**Exercise description:**
Pick out each line in the listing below that contains the word "banner", and copy those lines.

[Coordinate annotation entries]
....................

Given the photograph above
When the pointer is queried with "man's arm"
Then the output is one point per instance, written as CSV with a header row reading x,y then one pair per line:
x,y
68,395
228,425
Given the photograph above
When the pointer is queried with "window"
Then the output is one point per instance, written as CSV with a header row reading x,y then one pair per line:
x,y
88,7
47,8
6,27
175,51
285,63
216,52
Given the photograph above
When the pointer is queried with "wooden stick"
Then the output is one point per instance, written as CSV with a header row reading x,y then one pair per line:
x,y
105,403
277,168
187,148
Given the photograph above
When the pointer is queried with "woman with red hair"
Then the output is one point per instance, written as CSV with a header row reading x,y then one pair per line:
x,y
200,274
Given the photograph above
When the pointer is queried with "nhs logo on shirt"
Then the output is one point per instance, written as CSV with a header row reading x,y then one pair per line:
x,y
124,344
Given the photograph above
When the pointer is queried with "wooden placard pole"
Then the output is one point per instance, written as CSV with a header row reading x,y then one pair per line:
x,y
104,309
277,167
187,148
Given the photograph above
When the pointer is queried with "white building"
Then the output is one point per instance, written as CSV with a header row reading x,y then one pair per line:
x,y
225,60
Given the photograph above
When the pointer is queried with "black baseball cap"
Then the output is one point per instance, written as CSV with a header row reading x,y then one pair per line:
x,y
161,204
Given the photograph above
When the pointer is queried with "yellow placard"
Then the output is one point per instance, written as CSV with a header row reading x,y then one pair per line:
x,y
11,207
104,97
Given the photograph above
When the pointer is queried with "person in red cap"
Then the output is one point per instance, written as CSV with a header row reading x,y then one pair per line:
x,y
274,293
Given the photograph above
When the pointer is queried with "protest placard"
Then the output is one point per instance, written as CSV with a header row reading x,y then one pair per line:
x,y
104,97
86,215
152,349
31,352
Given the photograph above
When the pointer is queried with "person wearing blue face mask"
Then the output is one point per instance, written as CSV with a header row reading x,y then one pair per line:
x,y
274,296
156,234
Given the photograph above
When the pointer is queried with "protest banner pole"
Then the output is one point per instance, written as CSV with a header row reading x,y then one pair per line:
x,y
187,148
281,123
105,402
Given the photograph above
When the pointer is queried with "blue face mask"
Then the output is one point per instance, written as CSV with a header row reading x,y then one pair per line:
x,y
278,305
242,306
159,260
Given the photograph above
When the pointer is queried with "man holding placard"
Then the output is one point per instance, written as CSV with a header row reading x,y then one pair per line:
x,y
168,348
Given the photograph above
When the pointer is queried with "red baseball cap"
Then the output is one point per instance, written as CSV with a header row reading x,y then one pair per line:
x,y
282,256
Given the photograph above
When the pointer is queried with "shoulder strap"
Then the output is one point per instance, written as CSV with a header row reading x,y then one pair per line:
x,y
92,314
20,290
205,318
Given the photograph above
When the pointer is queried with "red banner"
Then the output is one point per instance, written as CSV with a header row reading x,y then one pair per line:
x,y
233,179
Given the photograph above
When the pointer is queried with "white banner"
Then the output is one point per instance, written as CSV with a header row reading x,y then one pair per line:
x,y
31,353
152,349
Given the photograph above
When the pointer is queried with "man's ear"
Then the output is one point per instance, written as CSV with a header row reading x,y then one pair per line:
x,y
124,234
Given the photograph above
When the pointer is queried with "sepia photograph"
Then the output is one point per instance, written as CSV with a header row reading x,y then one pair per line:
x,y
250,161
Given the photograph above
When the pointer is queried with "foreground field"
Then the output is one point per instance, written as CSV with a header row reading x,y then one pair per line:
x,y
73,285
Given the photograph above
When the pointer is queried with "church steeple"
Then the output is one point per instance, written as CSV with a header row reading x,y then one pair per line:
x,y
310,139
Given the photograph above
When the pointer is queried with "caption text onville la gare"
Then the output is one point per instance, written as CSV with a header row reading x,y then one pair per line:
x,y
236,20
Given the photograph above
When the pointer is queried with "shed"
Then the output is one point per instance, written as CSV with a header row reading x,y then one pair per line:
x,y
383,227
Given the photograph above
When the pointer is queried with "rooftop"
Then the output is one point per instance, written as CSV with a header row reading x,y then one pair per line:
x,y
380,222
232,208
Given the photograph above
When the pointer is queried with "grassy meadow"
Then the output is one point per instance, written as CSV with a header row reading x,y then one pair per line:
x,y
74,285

....................

**Response to this task:**
When the pointer is queried with "protest banner pole"
When the pointer is queried with "red banner"
When the pointer is queried with "white banner"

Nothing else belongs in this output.